> **ЗАДАНИЯ**:
1. Выпишите из отрывка о Мао без изменений фрагмент от слов «Но до полного» до слов «народ российской интеллигенции?» включительно.
2. Продолжите отрывок о Мао с того места, на котором он заканчивается.

> **ПРИВЕДЕННЫЙ ОТРЫВОК**:
Но до полного признания марксизма ему еще очень далеко. В то время как Чэнь занимался созданием в Шанхае отделения Лиги социалистической молодежи и марксистского кружка, Мао с энтузиазмом пропагандировал идеи японского «движения новой деревни». Эта пастораль предполагала организацию коммун на предложенных Кропоткиным принципах взаимопомощи. Конечная цель — построение бесклассовой анархистской общности. Чтобы сократить разрыв между городом и деревней, между учащимися и всей коммуной, последователи движения обязаны были в беседах с крестьянами знакомить их с последними достижениями социальной мысли. Чем не хождение в народ российской интеллигенции?
Летом, после того как несколько попыток создать в Китае подобные коммуны закончились провалом, Мао пришел к выводу, что идеология «новой деревни» не выдержала проверки практикой. И все же он не отбросил эту концепцию окончательно. На следующий год в Чанша появился его «Университет самообразования», базировавшийся на тех же принципах коммуны. Учащиеся приносили клятву «изучать, преподавать и проводить в жизнь идеи коммунизма». Усилиями Мао было создано и «Общество культурной книги», которое распространяло печатную продукцию «Движения 4 мая». Марксизм опять оставался забытым. Общество продавало труды Кропоткина, Ху Ши и Джона Дьюи, количество реализованных экземпляров Маркса или Каутского исчислялось единицами. В это время у Мао появился новый кумир: Дьюи, учивший, что «образование — это жизнь, а школа — общество». Дьюи стал для него «одним из трех величайших философов современности» — наряду с Бертраном Расселом и Анри Бергсоном.

> **Метки точек объектов**:
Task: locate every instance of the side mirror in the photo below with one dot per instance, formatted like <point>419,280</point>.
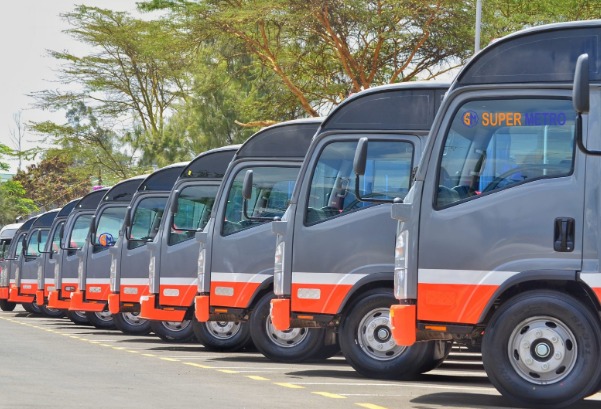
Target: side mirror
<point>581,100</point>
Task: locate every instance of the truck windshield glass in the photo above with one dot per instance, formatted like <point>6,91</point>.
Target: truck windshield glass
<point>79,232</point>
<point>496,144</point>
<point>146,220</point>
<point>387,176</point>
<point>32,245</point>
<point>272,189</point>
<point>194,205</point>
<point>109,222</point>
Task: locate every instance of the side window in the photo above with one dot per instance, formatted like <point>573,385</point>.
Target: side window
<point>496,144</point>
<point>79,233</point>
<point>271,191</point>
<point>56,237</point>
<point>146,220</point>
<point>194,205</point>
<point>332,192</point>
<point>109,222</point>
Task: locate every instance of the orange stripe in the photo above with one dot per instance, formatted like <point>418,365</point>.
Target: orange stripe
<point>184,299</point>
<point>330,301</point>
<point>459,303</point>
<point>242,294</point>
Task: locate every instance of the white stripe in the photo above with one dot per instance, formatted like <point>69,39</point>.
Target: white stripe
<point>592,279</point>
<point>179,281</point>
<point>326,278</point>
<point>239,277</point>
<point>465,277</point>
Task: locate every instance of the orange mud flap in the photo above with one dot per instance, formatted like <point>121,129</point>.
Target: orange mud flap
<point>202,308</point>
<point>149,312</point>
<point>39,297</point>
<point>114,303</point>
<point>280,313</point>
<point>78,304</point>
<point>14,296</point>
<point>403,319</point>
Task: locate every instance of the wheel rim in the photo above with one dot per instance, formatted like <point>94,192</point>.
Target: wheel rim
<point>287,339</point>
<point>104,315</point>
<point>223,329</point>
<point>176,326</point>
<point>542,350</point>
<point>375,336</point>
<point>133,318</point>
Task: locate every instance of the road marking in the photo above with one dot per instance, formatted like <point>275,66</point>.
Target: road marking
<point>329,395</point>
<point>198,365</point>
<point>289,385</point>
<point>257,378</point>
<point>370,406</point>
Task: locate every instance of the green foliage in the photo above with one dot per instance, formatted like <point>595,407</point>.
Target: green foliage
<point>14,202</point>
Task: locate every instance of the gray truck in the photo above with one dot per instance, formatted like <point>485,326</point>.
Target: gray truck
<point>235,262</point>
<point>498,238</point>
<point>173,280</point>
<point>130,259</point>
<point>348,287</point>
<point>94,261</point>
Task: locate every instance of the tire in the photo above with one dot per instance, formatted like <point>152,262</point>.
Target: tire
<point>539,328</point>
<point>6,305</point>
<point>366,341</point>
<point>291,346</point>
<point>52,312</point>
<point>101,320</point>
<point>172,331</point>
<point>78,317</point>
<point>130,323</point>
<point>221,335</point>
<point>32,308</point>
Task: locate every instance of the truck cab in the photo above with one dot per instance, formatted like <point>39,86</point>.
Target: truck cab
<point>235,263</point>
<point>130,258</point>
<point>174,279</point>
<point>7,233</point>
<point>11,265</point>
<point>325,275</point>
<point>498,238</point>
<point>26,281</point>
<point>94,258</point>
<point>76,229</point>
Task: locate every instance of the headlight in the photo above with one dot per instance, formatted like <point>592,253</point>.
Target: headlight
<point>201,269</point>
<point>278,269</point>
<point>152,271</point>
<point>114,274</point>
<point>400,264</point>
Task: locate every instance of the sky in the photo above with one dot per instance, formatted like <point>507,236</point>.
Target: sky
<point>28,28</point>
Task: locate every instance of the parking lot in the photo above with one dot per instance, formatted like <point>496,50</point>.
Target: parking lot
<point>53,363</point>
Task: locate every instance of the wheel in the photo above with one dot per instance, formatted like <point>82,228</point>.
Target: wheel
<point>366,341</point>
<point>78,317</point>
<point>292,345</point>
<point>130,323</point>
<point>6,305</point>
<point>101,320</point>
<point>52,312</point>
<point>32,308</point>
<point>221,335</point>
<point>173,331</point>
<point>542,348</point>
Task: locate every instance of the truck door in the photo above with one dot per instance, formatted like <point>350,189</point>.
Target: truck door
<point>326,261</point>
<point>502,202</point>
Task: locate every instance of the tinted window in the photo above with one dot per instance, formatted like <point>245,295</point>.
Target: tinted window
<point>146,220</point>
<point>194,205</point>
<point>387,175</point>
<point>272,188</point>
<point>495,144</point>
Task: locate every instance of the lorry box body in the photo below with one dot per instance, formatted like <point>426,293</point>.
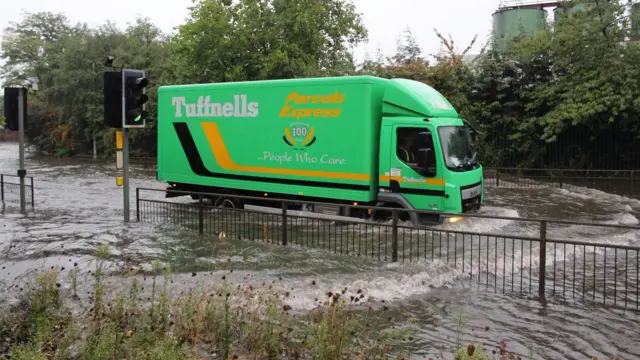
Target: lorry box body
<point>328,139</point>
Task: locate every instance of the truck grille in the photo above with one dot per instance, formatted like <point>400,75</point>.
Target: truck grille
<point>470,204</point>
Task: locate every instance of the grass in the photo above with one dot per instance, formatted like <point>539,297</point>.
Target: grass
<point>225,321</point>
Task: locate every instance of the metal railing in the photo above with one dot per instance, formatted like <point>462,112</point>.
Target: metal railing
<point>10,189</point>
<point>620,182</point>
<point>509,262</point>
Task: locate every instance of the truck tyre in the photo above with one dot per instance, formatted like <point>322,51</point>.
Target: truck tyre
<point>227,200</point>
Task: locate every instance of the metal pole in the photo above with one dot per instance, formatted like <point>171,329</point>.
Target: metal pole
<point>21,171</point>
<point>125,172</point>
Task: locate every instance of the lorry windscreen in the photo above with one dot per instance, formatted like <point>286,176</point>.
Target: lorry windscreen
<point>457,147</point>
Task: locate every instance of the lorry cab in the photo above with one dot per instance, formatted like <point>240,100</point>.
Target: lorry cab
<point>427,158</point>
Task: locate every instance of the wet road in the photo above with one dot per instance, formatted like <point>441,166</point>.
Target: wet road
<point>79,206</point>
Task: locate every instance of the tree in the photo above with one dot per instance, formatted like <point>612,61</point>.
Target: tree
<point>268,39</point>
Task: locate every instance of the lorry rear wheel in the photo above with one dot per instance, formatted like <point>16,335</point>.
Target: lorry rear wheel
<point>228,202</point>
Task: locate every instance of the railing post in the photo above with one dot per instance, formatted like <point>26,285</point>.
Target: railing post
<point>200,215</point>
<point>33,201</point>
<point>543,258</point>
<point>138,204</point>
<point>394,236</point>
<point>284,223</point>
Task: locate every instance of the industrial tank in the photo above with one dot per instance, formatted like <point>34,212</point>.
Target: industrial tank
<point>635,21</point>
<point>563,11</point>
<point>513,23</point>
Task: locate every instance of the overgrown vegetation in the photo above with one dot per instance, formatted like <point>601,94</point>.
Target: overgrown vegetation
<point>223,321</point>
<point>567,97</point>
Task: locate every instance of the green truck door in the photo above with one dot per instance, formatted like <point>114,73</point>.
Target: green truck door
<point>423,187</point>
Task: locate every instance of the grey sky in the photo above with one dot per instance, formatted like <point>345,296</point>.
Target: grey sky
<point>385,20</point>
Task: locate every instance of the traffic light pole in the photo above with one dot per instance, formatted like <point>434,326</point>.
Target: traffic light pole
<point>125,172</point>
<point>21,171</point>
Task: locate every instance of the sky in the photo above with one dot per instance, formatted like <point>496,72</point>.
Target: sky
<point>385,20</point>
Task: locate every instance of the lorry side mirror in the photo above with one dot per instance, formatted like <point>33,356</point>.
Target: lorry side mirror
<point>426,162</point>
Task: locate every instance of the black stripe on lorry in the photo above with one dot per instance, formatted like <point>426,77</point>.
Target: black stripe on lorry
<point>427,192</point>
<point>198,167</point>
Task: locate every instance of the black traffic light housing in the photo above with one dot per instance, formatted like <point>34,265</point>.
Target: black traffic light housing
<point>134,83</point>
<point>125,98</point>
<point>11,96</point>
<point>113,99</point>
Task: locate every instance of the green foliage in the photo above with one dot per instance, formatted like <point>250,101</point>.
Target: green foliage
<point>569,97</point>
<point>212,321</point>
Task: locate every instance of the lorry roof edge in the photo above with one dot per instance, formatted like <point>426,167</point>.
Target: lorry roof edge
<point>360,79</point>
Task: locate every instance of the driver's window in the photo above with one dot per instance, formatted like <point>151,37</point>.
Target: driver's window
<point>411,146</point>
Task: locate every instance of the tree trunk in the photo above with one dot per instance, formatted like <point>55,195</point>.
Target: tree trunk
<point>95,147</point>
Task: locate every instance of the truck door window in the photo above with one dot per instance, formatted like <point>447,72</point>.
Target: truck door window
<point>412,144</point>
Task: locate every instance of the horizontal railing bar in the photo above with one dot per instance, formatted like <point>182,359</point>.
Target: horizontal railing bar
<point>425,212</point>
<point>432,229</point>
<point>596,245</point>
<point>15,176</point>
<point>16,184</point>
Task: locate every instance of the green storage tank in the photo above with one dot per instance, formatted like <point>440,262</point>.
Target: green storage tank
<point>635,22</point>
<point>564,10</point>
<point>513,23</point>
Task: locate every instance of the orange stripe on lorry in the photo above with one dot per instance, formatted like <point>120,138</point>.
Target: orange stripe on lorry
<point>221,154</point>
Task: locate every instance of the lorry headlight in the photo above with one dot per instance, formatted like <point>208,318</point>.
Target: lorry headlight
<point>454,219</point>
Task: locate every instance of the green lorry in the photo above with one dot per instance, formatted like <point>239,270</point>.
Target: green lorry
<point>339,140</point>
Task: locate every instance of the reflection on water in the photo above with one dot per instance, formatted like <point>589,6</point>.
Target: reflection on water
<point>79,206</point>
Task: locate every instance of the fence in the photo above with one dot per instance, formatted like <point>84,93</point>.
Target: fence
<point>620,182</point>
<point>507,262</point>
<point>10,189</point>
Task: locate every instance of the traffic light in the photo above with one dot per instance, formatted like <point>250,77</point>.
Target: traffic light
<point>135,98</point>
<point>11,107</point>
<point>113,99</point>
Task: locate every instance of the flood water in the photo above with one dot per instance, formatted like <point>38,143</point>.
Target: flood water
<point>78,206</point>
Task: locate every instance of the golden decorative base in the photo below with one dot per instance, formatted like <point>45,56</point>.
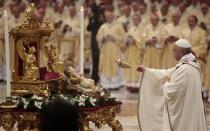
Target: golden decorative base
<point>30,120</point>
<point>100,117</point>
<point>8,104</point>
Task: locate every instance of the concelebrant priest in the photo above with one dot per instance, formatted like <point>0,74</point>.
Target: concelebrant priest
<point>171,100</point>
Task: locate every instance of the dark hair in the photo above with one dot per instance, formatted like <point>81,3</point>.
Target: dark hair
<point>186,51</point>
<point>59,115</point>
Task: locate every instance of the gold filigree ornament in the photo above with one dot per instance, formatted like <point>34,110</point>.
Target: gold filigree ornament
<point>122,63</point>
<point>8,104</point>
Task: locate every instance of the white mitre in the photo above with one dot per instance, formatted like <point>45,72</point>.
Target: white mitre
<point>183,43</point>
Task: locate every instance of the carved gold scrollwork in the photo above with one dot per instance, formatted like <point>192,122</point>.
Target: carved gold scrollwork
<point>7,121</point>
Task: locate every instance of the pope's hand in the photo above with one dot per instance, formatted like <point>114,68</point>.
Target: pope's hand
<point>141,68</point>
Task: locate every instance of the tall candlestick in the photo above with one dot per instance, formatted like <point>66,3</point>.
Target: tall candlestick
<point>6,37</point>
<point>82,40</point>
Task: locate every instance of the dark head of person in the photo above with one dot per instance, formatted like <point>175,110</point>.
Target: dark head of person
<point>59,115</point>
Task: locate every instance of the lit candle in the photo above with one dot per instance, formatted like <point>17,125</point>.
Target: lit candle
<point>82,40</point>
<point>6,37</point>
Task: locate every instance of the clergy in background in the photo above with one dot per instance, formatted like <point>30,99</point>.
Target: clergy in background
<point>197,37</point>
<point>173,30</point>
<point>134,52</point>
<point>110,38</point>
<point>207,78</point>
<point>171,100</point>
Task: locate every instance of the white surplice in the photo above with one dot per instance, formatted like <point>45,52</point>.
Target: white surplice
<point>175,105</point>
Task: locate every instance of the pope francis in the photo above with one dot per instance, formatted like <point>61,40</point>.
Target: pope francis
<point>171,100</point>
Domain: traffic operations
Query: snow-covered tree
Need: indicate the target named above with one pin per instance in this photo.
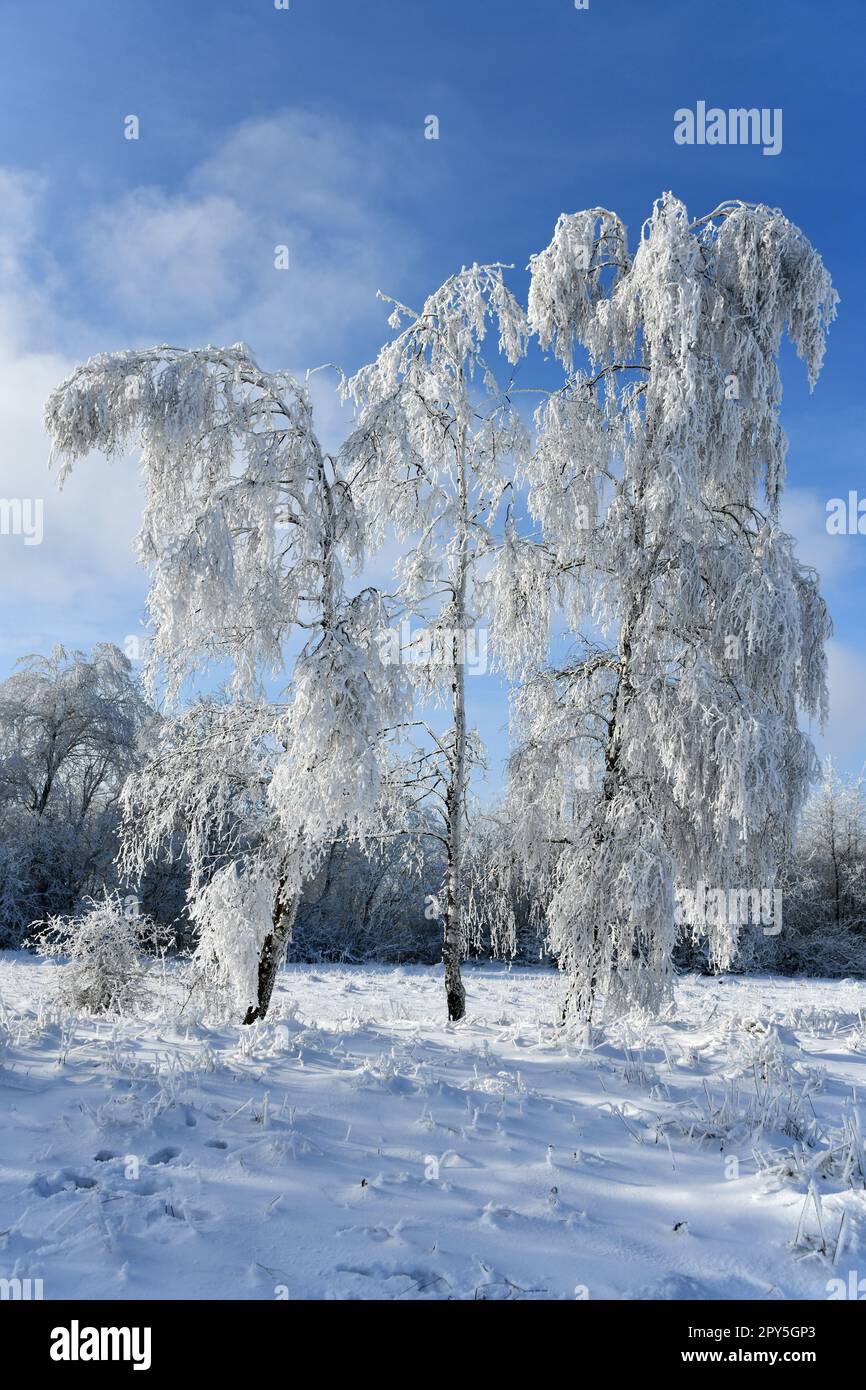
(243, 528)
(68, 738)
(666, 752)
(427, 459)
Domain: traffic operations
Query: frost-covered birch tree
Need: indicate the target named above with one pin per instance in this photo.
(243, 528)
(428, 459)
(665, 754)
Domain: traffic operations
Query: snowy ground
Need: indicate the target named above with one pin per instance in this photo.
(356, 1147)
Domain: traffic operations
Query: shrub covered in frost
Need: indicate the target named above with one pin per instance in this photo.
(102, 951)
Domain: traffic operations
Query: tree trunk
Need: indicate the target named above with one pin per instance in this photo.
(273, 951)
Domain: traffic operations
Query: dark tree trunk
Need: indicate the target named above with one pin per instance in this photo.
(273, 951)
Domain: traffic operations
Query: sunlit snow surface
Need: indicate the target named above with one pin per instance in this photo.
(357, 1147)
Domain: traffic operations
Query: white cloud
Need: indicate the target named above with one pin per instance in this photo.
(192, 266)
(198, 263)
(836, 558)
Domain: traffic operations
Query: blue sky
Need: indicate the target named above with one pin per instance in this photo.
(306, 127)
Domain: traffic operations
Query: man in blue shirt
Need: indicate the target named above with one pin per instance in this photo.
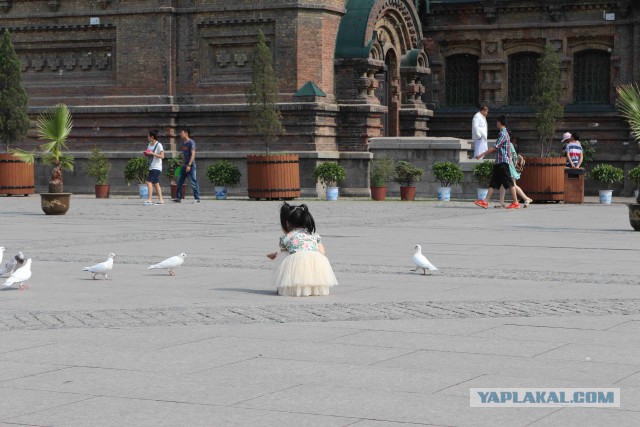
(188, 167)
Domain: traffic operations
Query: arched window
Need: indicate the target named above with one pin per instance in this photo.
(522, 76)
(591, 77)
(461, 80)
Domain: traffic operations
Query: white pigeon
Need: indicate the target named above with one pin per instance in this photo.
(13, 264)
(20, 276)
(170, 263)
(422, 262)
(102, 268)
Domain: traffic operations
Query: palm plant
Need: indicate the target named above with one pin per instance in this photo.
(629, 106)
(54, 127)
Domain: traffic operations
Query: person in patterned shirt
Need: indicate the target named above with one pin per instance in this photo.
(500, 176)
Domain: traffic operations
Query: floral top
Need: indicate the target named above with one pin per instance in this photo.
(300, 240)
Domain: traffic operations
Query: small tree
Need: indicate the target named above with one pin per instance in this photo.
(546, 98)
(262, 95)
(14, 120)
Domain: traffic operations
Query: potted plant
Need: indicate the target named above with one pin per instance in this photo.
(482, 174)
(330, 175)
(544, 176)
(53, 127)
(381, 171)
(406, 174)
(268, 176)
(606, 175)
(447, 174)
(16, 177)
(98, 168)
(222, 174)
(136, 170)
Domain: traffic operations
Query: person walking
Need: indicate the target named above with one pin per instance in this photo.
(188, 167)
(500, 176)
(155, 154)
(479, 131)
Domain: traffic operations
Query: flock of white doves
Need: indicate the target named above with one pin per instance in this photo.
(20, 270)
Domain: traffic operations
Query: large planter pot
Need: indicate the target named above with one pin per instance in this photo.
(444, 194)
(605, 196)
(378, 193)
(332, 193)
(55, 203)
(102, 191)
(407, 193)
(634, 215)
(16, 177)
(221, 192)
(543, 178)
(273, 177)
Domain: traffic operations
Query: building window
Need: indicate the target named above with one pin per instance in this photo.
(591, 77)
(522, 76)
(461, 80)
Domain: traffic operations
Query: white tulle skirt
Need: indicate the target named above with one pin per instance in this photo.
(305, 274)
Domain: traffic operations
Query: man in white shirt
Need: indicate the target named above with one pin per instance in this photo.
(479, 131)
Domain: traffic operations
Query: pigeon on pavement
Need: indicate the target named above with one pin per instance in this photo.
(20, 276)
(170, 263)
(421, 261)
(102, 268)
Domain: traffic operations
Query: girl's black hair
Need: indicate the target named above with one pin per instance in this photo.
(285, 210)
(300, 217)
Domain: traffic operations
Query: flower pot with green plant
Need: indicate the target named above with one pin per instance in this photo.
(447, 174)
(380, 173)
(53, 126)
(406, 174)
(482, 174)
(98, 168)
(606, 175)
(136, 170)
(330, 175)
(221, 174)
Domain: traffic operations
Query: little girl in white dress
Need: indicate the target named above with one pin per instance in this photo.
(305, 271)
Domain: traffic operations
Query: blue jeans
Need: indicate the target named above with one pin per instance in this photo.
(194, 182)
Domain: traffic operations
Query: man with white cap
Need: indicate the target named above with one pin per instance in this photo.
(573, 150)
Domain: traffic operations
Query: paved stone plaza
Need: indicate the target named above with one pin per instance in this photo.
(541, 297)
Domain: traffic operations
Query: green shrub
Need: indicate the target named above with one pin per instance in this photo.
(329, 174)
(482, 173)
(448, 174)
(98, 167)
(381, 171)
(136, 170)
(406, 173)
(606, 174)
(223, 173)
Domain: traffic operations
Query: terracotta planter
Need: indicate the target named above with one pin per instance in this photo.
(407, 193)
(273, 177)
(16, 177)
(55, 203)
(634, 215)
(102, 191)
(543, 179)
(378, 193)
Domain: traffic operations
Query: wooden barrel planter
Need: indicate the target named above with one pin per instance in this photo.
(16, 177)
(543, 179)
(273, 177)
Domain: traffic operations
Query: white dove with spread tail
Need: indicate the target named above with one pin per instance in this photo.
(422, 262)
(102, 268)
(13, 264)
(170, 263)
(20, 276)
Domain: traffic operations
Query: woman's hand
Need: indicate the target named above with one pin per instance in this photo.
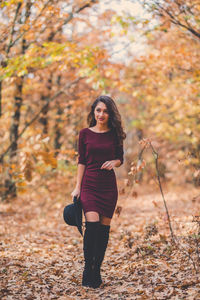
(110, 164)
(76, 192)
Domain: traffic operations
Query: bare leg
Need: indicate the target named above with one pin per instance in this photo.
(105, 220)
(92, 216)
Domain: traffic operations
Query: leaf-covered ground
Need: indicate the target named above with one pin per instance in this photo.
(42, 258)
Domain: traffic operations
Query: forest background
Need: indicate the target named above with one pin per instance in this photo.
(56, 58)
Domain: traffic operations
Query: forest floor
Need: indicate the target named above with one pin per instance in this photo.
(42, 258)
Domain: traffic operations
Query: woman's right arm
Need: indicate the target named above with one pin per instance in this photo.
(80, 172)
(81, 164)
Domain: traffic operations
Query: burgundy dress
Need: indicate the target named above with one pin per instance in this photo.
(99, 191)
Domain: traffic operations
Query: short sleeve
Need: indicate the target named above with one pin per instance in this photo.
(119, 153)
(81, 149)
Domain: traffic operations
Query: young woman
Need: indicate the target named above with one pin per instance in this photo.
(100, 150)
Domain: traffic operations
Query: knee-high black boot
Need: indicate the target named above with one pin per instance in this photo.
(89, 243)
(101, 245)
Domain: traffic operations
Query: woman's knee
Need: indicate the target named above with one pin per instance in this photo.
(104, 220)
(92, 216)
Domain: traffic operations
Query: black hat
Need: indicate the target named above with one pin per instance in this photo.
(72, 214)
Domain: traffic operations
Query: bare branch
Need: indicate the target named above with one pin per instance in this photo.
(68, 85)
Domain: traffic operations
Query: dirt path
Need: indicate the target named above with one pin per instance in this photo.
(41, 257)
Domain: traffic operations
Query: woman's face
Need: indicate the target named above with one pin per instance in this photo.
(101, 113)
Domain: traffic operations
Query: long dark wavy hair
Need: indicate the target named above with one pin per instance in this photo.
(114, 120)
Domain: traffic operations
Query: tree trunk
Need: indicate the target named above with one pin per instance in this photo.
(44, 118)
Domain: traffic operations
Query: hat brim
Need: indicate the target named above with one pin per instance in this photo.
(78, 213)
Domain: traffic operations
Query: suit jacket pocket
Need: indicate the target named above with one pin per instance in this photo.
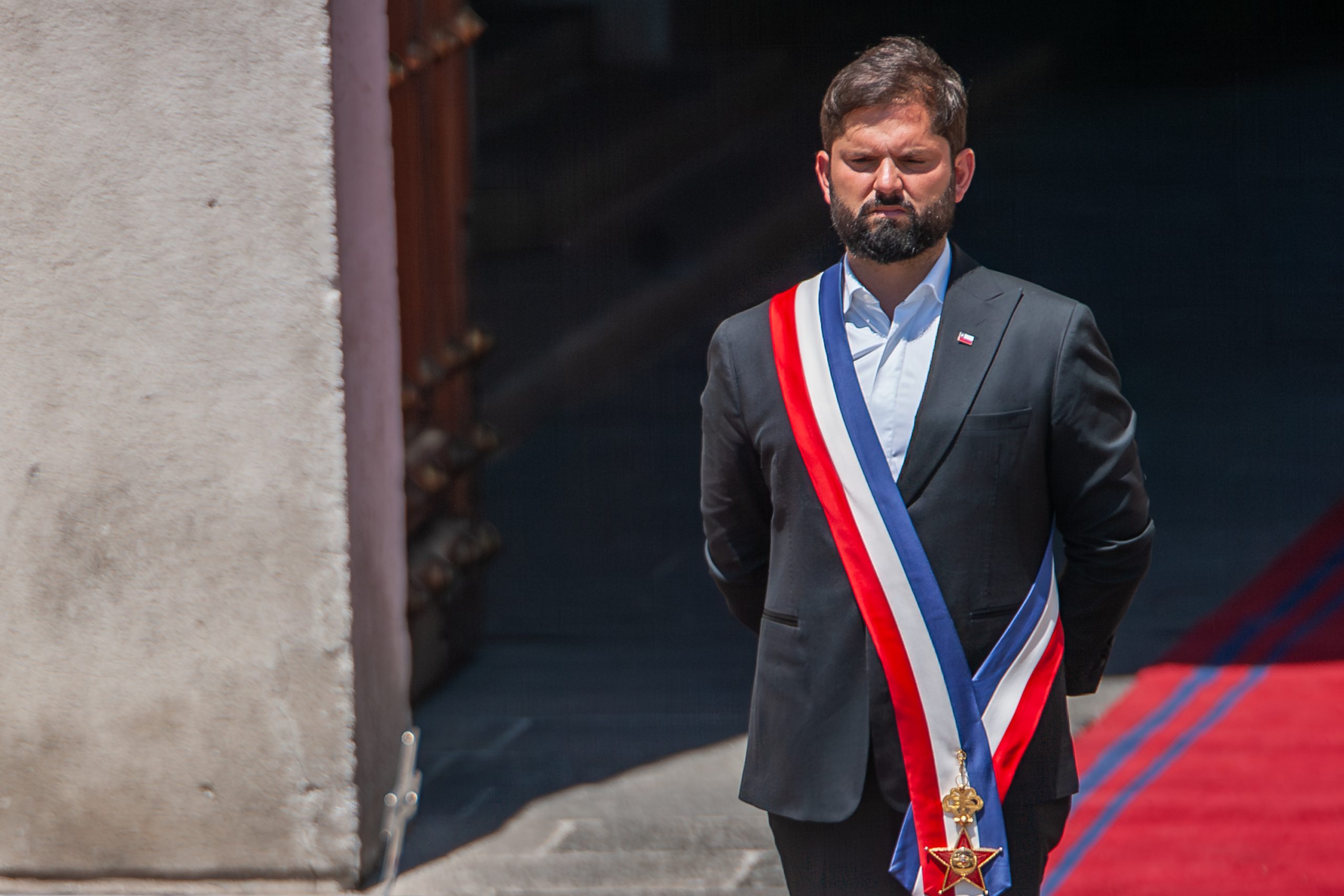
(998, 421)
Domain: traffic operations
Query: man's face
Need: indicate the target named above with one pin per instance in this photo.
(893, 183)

> **ОТВЕТЫ К ЗАДАНИЯМ**:
1.
Но до полного признания марксизма ему еще очень далеко. В то время как Чэнь занимался созданием в Шанхае отделения Лиги социалистической молодежи и марксистского кружка, Мао с энтузиазмом пропагандировал идеи японского «движения новой деревни». Эта пастораль предполагала организацию коммун на предложенных Кропоткиным принципах взаимопомощи. Конечная цель — построение бесклассовой анархистской общности. Чтобы сократить разрыв между городом и деревней, между учащимися и всей коммуной, последователи движения обязаны были в беседах с крестьянами знакомить их с последними достижениями социальной мысли. Чем не хождение в народ российской интеллигенции?

2.
Годы спустя Мао сказал в Баоани Эдгару Сноу, что летом 1920 года он считал себя марксистом. К правде это утверждение не имело никакого отношения: в состоявшемся примерно тогда же разговоре с другом Мао признался: «Пока еще я не знаю, кому верить». И действительно, марксизм был тогда для него не лучом света, а сбивавшей с толку головоломкой. Мао упрекал себя за беспорядочность мышления. «Я слишком эмоционален и темпераментен, — признался он одному из бывших учителей. — Я не могу сосредоточиться, мне не хватает настойчивости, а изменить себя никак не удастся. Какая досада! Так хочется заняться филологией, буддизмом, но у меня нет ни книг, ни времени, чтобы читать их. Вот и приходится откладывать все на потом. Очень трудно дастся мне самодисциплина».
Для человека со столь радикальными взглядами признание в интересе к буддизму звучит по меньшей мере странно. Но в 1920 году китайская культура служила Мао фундаментом, на котором строилось все его мировоззрение. Эту роль он сохранит за ней до самого конца.
От идей молодости Мао не отрекался никогда. Его мышление развивалось методом прироста. Прагматизм Дьюи накладывался на заимствованный у Паульссна и Канта идеализм; либерализм Джона Стюарта Милля обогащали идеи общественного дарвинизма; учение Адама Смита дополнял Хаксли. На смену конституционализму Лян Цичао приходил социализм Цзян Канху и Сунь Ятсена. Утопизм Кан Ювэя прокладывал дорогу к анархизму и марксизму. Все эти «новомодные веяния» удерживались на прочном каркасе классического китайского наследия — от жившего в династию Мин Ван Янмина до неоконфуцианца Чжу Си; от тайского Хань Юя до Цюй Юаня эпохи Сражающихся царств. Но и это классическое наследие опиралось на вековой сплав буддизма, конфуцианства и даосизма, духом которого Мао проникся еще ребенком в деревенской школе. Каждый новый уровень включал в себя все накопленное более нижними слоями. Ничто никуда не пропадало.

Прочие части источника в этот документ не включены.